• **TEXT SHOWN**:
- - -
View all 4 project logs

Enjoy this project?

Share

Discussions

EtchedPixels wrote 02/18/2024 at 09:54 point

There are a bunch of unchecked copies in there. I gave up after getting it part working but you could certainly get arbitrary code execution from suitably hostile inputs. Would be easier to rewrite than fix I think

  Are you sure? yes | no

Keith wrote 02/18/2024 at 10:51 point

Agreed. Thanks for your time having a look at it.

  Are you sure? yes | no

Ken Yap wrote 02/18/2024 at 07:59 point

I only found the site of the buffer overflow by using valgrind, as it didn't crash under gdb. The cause was harder to find, I had to use a variable watch in gdb to discover when the overwriting of nearby variables happened. But when I fixed that by placing bounds on a string copy, it faulted somewhere else.

In my opinion the code as it stands is a hot mess. There is duplication of standard C library routines. Many of the calls to string functions and operations should be rewritten to use bounded versions from the C library. The huge isopcode() routine should be split up. It seems from a comment somewhere it was written within the limitations of the C/80 compiler, probably something that ran under CP/M or DOS.

I tinker with it now and then to verify theories of mine, but have no desire to take it to the conclusion because I really have no hardware target for it. Good luck to the one who gets it fixed.

IMO if one is serious about 32k development, there's an ancient gcc around. The assembler in that uses a different syntax though. Another possibility might be to write a 32k target for asxxxx. Then you get to use macros and includes, generate object files and use a limker.

  Are you sure? yes | no

Keith wrote 02/18/2024 at 10:45 point

I reached that conclusion too.
- - -
• **SUPPLIED MATERIAL**:

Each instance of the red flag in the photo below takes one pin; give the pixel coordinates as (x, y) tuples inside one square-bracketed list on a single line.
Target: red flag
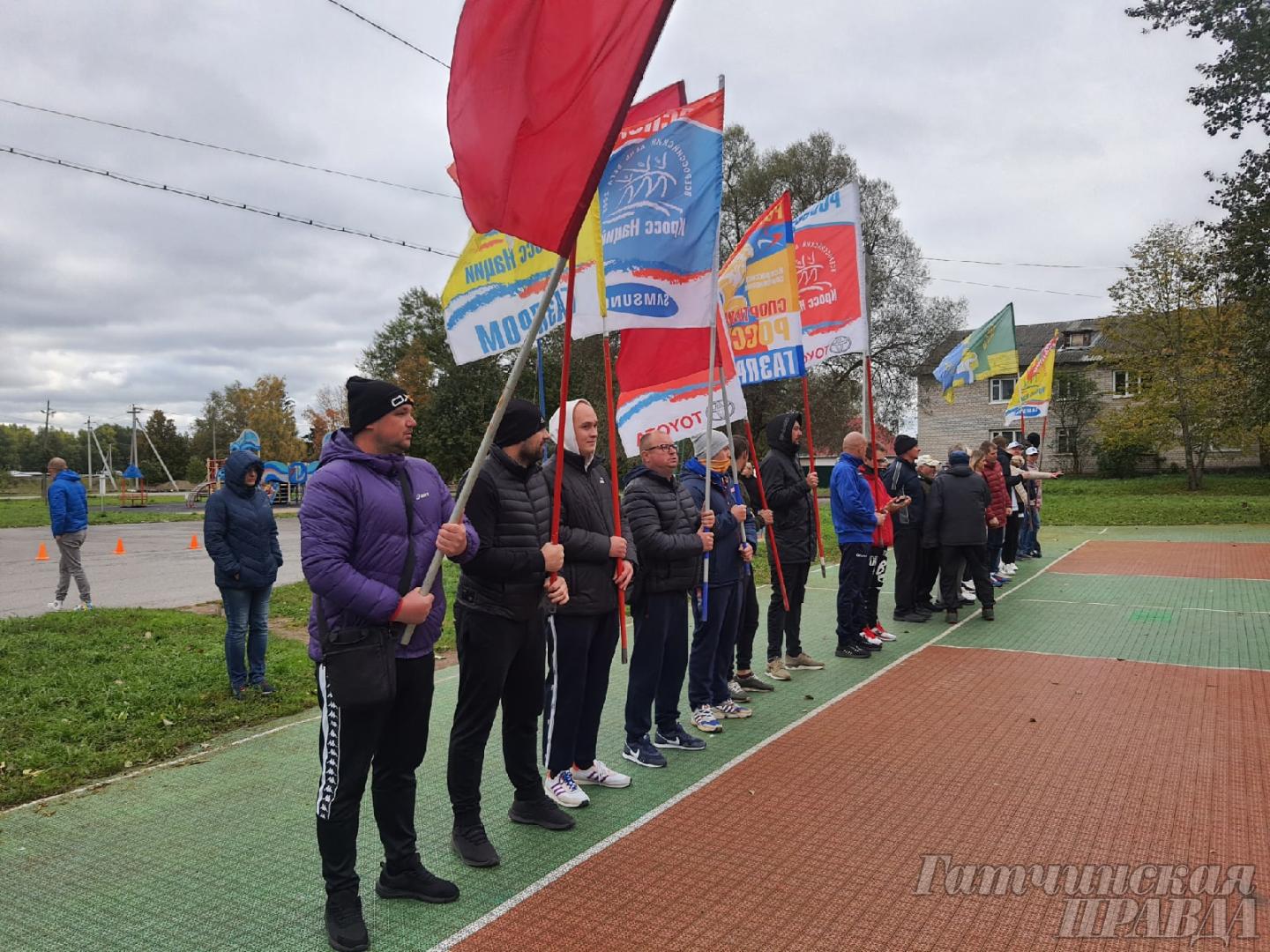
[(539, 90)]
- - -
• **STATED EXERCISE**: Translate this sentence from the forum discussion into Spanish: "Many of the calls to string functions and operations should be rewritten to use bounded versions from the C library."

• **ANSWER BELOW**: Muchas de las llamadas a funciones y operaciones de cadenas deberían reescribirse para usar versiones acotadas de la biblioteca de C.